In the answer, each line must appear exactly as in the records, and no picture may appear.

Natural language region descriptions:
· · · · · · ·

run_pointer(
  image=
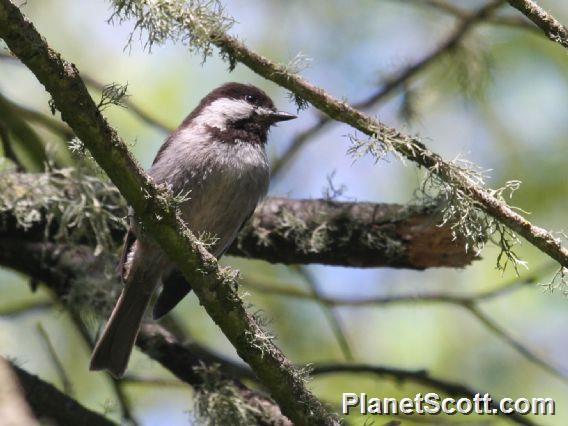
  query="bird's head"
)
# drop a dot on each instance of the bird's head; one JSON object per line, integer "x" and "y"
{"x": 236, "y": 108}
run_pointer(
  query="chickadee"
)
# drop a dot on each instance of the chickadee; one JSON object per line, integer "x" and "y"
{"x": 217, "y": 155}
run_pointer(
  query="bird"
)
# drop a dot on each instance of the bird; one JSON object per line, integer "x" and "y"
{"x": 217, "y": 157}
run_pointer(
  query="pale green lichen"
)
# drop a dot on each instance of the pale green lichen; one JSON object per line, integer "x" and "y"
{"x": 218, "y": 401}
{"x": 76, "y": 207}
{"x": 195, "y": 23}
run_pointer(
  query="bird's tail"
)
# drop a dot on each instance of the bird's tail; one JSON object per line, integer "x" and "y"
{"x": 113, "y": 349}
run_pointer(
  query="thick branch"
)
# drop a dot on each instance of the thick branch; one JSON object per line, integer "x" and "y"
{"x": 51, "y": 405}
{"x": 215, "y": 288}
{"x": 551, "y": 27}
{"x": 350, "y": 234}
{"x": 281, "y": 230}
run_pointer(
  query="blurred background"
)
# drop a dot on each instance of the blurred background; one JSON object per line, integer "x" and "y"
{"x": 500, "y": 99}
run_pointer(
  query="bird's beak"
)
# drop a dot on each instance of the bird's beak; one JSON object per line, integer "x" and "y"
{"x": 276, "y": 116}
{"x": 281, "y": 116}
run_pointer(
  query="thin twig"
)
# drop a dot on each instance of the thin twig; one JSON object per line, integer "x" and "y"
{"x": 7, "y": 146}
{"x": 67, "y": 385}
{"x": 330, "y": 314}
{"x": 501, "y": 20}
{"x": 504, "y": 335}
{"x": 48, "y": 403}
{"x": 551, "y": 27}
{"x": 59, "y": 127}
{"x": 14, "y": 409}
{"x": 25, "y": 307}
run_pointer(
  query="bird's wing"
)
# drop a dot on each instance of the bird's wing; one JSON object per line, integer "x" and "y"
{"x": 175, "y": 287}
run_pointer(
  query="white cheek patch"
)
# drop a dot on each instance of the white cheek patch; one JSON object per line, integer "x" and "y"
{"x": 223, "y": 111}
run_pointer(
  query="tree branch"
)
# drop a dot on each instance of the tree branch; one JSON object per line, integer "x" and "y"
{"x": 281, "y": 230}
{"x": 410, "y": 147}
{"x": 13, "y": 407}
{"x": 59, "y": 265}
{"x": 48, "y": 403}
{"x": 551, "y": 27}
{"x": 468, "y": 302}
{"x": 63, "y": 269}
{"x": 466, "y": 23}
{"x": 215, "y": 287}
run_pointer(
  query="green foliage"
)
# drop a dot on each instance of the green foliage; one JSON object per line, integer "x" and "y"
{"x": 113, "y": 94}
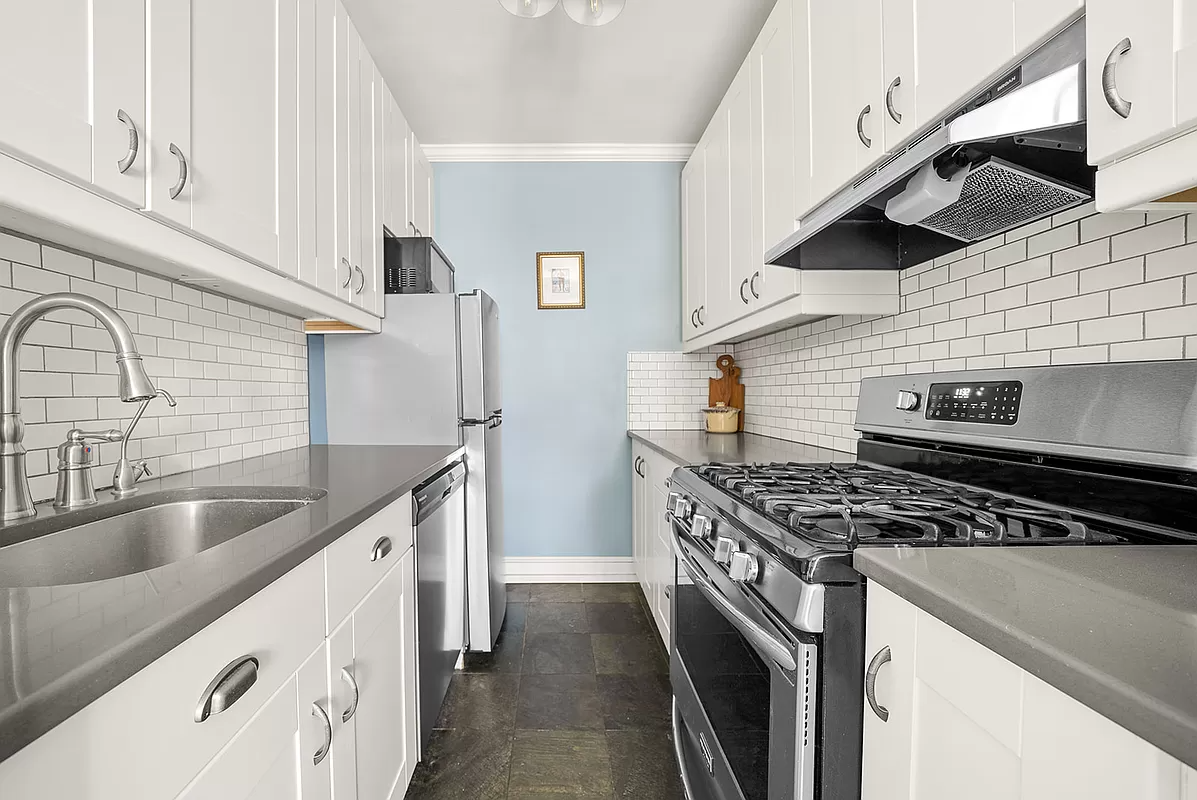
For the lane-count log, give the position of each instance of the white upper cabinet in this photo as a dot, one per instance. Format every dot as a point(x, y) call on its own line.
point(1138, 43)
point(73, 90)
point(693, 241)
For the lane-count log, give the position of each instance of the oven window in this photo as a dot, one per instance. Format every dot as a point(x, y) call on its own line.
point(733, 684)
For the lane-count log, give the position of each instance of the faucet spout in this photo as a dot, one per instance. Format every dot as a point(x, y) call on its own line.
point(134, 385)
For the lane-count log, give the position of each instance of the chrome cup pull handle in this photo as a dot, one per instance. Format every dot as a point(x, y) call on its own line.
point(860, 126)
point(175, 191)
point(870, 683)
point(134, 143)
point(1110, 79)
point(347, 677)
point(894, 114)
point(327, 725)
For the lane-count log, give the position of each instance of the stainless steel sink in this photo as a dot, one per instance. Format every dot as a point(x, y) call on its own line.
point(132, 535)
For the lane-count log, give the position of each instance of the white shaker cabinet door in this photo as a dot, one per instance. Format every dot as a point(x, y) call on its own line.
point(73, 90)
point(1143, 76)
point(235, 147)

· · · · · · ·

= Response to this exercise =
run_pointer(
  image=
  query="bird's head"
)
# drop a dot on each instance of the bird's head; one JSON object per line, integer "x" and "y"
{"x": 236, "y": 108}
run_pointer(
  query="chickadee"
)
# drop a dot on each instance of the chickadee; one JSON object per line, integer "x" and "y"
{"x": 217, "y": 155}
run_pointer(
  query="bird"
)
# drop a dot on each instance of the bird; one JSON object per line, integer "x" and "y"
{"x": 217, "y": 157}
run_pointer(
  query="pale green lichen"
)
# drop a dot on each instance of the pale green lichen; one JSON object per line, integer "x" and "y"
{"x": 218, "y": 401}
{"x": 76, "y": 207}
{"x": 195, "y": 23}
run_pointer(
  query="bird's tail"
)
# drop a dot on each instance of the bird's tail; one JSON object per line, integer "x" and "y"
{"x": 113, "y": 349}
run_pointer(
  query="thick branch"
)
# drop a dot on each instance of the thick branch; one JSON object per line, integer "x" and "y"
{"x": 51, "y": 405}
{"x": 215, "y": 288}
{"x": 551, "y": 27}
{"x": 350, "y": 234}
{"x": 281, "y": 230}
run_pointer(
  query="blurred background"
)
# drop a dot on each instance of the blurred background; one JSON object per line, integer "x" and "y"
{"x": 500, "y": 99}
run_pointer(
  query="bird's beak"
)
# drop a dot on each instance of the bird's beak; one JSON object per line, integer "x" and "y"
{"x": 276, "y": 116}
{"x": 281, "y": 116}
run_pointer(
  query="thin twig"
)
# drop a dot on each instance of the thin twig; one JSON object per line, integer "x" and "y"
{"x": 7, "y": 146}
{"x": 67, "y": 385}
{"x": 330, "y": 314}
{"x": 501, "y": 20}
{"x": 504, "y": 335}
{"x": 48, "y": 403}
{"x": 551, "y": 27}
{"x": 59, "y": 127}
{"x": 14, "y": 409}
{"x": 25, "y": 307}
run_pointer(
  query="bird's wing"
)
# drop a dot on each instance of the bird's wing; one JSON object per line, integer "x" and "y"
{"x": 175, "y": 287}
run_pointer(
  query="white cheek patch"
)
# drop a dot on each instance of the white cheek patch; one JSON object per line, integer "x" and "y"
{"x": 223, "y": 111}
run_pointer(
  query="tree branch"
)
# drop a dot on each instance of the tree branch; one JSON object per line, integer "x" and "y"
{"x": 281, "y": 230}
{"x": 410, "y": 147}
{"x": 13, "y": 407}
{"x": 59, "y": 265}
{"x": 48, "y": 403}
{"x": 551, "y": 27}
{"x": 468, "y": 302}
{"x": 63, "y": 269}
{"x": 466, "y": 23}
{"x": 215, "y": 287}
run_pointer(
  query="green foliage"
)
# drop a dot on each instance of the green foliage; one JSON object per line, integer "x" and "y"
{"x": 113, "y": 94}
For the lane-count log, give the position of each instance of the white upper cabinet in this photo as a dot, one per instance. Format every dot as a point(x, y) call on its own line.
point(1138, 43)
point(73, 90)
point(693, 241)
For the lane-count log, give the position of each instance of the oven window in this photo as a dot, one per instance. Format every dot as a point(x, y) call on its own line.
point(733, 684)
For the lane-count log, give the position of each instance of the faucet spout in this photo as a dot, one per instance. Format every dot as a point(x, y) call on its own line.
point(134, 385)
For the lane-count log, give the position of each instance of the chrome cup pull handle in this photo as a dot, one per instance. Format every dot as a point(x, y) call on its own line.
point(860, 126)
point(175, 191)
point(870, 683)
point(134, 143)
point(1110, 79)
point(347, 677)
point(894, 114)
point(327, 725)
For the lane-count log, give the position of each instance of the stainless steel sink in this photo as a dot, one per instance. Format every dot as a point(x, y) call on its own line.
point(132, 535)
For the lane-count log, give the position of each instance of the white shaker cabinet door in this photo as a dot, one per instance. Format every dot as a point(x, y) call on its own line.
point(73, 90)
point(1143, 76)
point(235, 147)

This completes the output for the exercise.